Supplied text:
-- Start --

Re: [PATCH v2] btrfs: honor path->skip_locking in backref code

David Sterba <dsterba@xxxxxxx> · Fri, 15 Feb 2019 19:35:59 +0100

On Wed, Feb 13, 2019 at 02:27:04PM +0800, Qu Wenruo wrote:
> From: Josef Bacik <josef@xxxxxxxxxxxxxx>
> 
> Qgroups will do the old roots lookup at delayed ref time, which could be
> while walking down the extent root while running a delayed ref.  This
> should be fine, except we specifically lock eb's in the backref walking
> code irrespective of path->skip_locking, which deadlocks the system.
> Fix up the backref code to honor path->skip_locking, nobody will be
> modifying the commit_root when we're searching so it's completely safe
> to do.
> 
> This happens Since fb235dc06fac ("btrfs: qgroup: Move half of the qgroup
> accounting time out of commit trans"), kernel may lockup with quota
> enabled.

-- End --

Entries supplied:

-- Start --

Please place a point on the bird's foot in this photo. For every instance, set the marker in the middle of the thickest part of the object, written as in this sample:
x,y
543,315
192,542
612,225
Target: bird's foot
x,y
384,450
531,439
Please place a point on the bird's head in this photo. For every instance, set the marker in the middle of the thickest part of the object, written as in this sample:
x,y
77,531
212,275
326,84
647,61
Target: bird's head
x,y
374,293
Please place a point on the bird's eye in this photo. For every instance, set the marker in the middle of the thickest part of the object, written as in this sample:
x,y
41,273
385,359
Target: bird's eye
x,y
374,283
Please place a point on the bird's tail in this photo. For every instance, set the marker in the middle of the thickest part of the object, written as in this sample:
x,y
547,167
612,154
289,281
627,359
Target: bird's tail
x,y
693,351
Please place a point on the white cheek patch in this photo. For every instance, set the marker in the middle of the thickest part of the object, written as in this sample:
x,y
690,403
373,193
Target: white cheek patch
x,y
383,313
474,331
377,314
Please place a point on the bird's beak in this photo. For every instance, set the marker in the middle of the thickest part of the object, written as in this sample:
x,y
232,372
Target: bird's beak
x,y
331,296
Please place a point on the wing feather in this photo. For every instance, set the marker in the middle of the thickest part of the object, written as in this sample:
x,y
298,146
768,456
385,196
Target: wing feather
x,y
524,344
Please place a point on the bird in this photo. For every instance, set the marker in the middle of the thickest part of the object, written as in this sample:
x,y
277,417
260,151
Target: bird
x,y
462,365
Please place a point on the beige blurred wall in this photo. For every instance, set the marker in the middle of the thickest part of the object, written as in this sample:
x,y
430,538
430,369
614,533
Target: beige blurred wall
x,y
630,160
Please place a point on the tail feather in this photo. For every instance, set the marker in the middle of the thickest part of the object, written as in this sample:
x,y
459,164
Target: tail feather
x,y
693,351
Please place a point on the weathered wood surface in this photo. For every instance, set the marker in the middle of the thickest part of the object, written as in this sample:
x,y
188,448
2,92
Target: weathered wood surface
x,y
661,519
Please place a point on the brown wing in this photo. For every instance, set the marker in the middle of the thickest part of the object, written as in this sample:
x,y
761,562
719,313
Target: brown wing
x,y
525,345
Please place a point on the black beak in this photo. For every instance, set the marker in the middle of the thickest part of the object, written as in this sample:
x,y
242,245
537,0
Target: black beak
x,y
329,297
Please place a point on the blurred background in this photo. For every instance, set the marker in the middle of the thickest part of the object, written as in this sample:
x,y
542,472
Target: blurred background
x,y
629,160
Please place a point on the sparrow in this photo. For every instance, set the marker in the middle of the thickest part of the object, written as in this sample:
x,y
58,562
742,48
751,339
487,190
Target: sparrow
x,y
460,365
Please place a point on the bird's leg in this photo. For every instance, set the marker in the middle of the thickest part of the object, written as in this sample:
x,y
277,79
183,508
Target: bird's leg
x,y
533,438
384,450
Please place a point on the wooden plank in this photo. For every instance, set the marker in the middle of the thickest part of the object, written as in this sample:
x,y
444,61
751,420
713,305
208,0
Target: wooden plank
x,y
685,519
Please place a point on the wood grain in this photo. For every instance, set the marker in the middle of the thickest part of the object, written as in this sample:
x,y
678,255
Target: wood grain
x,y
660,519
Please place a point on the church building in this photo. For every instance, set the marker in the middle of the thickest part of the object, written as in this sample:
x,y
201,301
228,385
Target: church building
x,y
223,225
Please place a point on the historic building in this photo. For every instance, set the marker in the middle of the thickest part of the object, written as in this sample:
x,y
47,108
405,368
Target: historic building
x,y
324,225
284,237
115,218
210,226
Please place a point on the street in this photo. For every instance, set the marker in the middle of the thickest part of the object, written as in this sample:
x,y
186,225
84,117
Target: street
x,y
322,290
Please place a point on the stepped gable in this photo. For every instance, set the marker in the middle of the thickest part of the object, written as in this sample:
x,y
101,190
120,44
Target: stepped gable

-- End --

Tasks:
a - Using the btrfs patch message, write out everything from "David Sterba <dsterba@xxxxxxx>" down to "deadlocks the system.", substituting "tree root" for "extent root".
b - Under what condition, according to the btrfs patch message, may the kernel lock up since commit fb235dc06fac?
c - Why does the btrfs patch message consider it completely safe for the backref code to honor path->skip_locking?

Solutions per task:
a -
David Sterba <dsterba@xxxxxxx> · Fri, 15 Feb 2019 19:35:59 +0100

On Wed, Feb 13, 2019 at 02:27:04PM +0800, Qu Wenruo wrote:
> From: Josef Bacik <josef@xxxxxxxxxxxxxx>
> 
> Qgroups will do the old roots lookup at delayed ref time, which could be
> while walking down the tree root while running a delayed ref.  This
> should be fine, except we specifically lock eb's in the backref walking
> code irrespective of path->skip_locking, which deadlocks the system.

b - With quota enabled.

c - Nobody will be modifying the commit_root during the search, so skipping the locks when path->skip_locking is set is completely safe.